What you will do
When you write out the records, keep every line exactly as it is.

Segmentation mask data
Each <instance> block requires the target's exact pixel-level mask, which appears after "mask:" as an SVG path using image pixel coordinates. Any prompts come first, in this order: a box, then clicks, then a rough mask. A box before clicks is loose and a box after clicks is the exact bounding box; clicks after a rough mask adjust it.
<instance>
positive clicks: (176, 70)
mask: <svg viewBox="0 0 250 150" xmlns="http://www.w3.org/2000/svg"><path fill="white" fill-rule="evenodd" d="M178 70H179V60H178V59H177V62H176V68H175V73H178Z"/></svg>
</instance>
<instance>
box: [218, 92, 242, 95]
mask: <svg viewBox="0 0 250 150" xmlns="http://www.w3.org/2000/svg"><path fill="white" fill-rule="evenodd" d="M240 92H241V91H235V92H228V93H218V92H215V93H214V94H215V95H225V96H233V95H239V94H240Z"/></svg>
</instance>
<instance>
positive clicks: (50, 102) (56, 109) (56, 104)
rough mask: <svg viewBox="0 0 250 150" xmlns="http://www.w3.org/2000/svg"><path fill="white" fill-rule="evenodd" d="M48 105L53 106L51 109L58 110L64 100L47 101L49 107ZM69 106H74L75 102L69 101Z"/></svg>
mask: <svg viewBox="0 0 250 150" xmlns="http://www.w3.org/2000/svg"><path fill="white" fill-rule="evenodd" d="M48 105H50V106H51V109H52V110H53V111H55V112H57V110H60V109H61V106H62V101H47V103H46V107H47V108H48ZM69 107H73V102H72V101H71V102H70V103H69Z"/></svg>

Output for this exercise
Each <instance> block requires the target's exact pixel-level mask, which appears after "mask:" as an SVG path using image pixel coordinates. Any prompts come first, in this order: a box, then clicks, then a rough mask. A box before clicks is loose and a box after clicks is the exact bounding box; clicks after a rough mask adjust it.
<instance>
positive clicks: (176, 70)
mask: <svg viewBox="0 0 250 150" xmlns="http://www.w3.org/2000/svg"><path fill="white" fill-rule="evenodd" d="M178 70H179V60H178V59H177V62H176V68H175V73H178Z"/></svg>
</instance>
<instance>
box: [218, 92, 242, 95]
mask: <svg viewBox="0 0 250 150" xmlns="http://www.w3.org/2000/svg"><path fill="white" fill-rule="evenodd" d="M240 92H241V91H235V92H228V93H218V92H215V93H214V94H215V95H225V96H233V95H239V94H240Z"/></svg>
</instance>
<instance>
positive clicks: (50, 102) (56, 109) (56, 104)
rough mask: <svg viewBox="0 0 250 150" xmlns="http://www.w3.org/2000/svg"><path fill="white" fill-rule="evenodd" d="M48 105L53 106L51 109L58 110L64 100L47 101L49 107ZM69 106H74L75 102L69 101Z"/></svg>
mask: <svg viewBox="0 0 250 150" xmlns="http://www.w3.org/2000/svg"><path fill="white" fill-rule="evenodd" d="M48 105H50V106H51V109H52V110H53V111H55V112H57V110H60V109H61V106H62V101H47V103H46V107H47V108H48ZM69 107H73V102H72V101H71V102H70V103H69Z"/></svg>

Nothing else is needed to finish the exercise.